Stated exercise a. Repeat the passage of the Fetch-MCP thread below from "Fetch-MCP: Playwright-Based MCP" up to and including "web scraping capabilities.", word for word.
==== Selected extract
Fetch-MCP: Playwright-Based MCP Server with Batch URL Fetching Support
64 points
1 month ago
| 5 comments
| github.com
| HN
Sulfide6416
1 month ago
[-]
Fetch-MCP is a MCP server built on Playwright, designed for efficient web page content fetching. It excels at retrieving content from both static and dynamic websites, leveraging Playwright's powerful headless browser capabilities. Key features include `fetch_url` for single page retrieval and `fetch_urls` for high-performance batch fetching of multiple URLs in parallel. Fetch-MCP intelligently extracts main content, supports Markdown conversion, and is easily configurable, making it an ideal tool for developers needing robust and scalable web scraping capabilities.
reply
andrethegiant
1 month ago
[-]
Check out https://pure.md for a REST API version of this
reply
wejick
1 month ago
[-]
Is there any example how an agent can interact with MCP? I imagine it will replace / complement Tools interface.
reply
tuananh
1 month ago
[-]
it can be either stdio or SSE.
reply
tomjen3
1 month ago
[-]
Cool, but playwright doesn’t use your cookies.
========
==== Provided data
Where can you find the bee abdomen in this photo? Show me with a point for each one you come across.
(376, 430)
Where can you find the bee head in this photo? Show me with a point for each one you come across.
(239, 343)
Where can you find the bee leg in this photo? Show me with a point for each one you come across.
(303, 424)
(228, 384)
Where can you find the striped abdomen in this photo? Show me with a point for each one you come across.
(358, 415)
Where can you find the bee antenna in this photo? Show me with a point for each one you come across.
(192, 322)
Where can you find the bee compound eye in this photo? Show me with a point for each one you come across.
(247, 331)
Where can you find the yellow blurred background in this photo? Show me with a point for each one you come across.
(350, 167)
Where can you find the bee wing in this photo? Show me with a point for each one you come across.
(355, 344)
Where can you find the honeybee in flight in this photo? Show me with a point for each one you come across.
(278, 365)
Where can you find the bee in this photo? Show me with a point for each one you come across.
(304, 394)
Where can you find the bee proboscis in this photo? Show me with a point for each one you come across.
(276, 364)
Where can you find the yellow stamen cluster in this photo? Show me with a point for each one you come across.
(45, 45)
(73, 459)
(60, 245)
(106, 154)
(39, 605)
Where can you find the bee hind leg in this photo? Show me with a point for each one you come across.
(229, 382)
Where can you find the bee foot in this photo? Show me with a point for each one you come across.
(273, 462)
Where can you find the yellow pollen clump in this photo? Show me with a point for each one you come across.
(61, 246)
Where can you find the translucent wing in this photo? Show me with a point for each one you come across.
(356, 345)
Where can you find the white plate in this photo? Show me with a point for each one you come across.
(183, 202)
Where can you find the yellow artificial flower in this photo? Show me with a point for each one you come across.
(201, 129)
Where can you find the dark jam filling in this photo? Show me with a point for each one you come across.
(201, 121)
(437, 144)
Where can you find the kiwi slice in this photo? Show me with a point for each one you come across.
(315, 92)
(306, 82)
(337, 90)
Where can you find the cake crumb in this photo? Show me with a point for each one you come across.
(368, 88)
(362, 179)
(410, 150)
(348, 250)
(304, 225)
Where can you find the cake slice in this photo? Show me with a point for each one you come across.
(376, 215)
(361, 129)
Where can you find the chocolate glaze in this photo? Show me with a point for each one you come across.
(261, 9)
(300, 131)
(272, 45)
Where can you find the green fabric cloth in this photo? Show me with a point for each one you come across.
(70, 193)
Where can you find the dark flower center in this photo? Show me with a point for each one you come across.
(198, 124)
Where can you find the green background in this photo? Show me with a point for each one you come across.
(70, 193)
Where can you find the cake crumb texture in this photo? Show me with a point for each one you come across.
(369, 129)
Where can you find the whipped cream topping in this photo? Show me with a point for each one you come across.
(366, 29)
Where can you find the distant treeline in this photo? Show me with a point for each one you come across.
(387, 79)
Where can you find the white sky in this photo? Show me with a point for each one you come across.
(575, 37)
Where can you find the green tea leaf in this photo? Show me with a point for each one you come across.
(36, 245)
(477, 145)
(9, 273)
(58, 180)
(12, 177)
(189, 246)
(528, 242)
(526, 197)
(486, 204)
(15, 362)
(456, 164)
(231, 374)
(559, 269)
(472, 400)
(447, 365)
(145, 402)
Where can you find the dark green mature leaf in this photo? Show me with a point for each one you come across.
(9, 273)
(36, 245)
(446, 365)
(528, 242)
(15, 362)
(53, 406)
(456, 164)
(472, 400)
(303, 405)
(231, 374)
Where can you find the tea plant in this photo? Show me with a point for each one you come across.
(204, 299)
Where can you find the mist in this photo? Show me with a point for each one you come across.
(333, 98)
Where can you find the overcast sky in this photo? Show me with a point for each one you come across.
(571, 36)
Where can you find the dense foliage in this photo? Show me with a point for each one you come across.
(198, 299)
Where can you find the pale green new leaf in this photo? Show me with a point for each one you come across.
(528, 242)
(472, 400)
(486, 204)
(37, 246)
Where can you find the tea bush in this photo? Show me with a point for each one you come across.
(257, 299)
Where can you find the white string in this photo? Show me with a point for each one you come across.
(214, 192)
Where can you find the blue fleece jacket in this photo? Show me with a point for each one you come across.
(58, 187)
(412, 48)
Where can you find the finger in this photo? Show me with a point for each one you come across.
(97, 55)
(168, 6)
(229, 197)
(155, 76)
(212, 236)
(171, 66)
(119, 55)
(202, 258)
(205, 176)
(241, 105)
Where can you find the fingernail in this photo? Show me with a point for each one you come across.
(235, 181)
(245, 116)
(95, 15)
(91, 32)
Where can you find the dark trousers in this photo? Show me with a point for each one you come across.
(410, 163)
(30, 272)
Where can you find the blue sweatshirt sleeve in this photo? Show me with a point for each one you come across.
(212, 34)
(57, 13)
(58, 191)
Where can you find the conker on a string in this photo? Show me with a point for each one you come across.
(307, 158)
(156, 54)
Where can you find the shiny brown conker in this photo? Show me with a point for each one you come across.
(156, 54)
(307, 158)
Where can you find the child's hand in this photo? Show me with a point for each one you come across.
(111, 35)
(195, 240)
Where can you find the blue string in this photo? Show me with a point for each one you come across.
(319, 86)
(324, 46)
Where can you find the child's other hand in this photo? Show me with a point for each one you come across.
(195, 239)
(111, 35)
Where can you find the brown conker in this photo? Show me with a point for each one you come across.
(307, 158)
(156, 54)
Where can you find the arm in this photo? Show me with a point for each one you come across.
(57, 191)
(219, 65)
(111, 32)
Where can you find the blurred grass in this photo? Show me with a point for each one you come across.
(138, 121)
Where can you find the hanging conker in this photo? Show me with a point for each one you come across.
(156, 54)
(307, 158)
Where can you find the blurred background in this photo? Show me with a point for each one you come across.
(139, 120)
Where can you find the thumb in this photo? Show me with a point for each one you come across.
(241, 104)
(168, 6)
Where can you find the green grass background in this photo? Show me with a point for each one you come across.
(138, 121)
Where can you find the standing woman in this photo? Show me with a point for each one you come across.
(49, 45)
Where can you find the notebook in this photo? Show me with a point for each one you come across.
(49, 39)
========
Stated exercise b. From the entries above, copy every line that contains the string "blurred", matching case exactly.

Worked solution a.
Fetch-MCP: Playwright-Based MCP Server with Batch URL Fetching Support
64 points
1 month ago
| 5 comments
| github.com
| HN
Sulfide6416
1 month ago
[-]
Fetch-MCP is a MCP server built on Playwright, designed for efficient web page content fetching. It excels at retrieving content from both static and dynamic websites, leveraging Playwright's powerful headless browser capabilities. Key features include `fetch_url` for single page retrieval and `fetch_urls` for high-performance batch fetching of multiple URLs in parallel. Fetch-MCP intelligently extracts main content, supports Markdown conversion, and is easily configurable, making it an ideal tool for developers needing robust and scalable web scraping capabilities.

Worked solution b.
Where can you find the yellow blurred background in this photo? Show me with a point for each one you come across.
Where can you find the blurred grass in this photo? Show me with a point for each one you come across.
Where can you find the blurred background in this photo? Show me with a point for each one you come across.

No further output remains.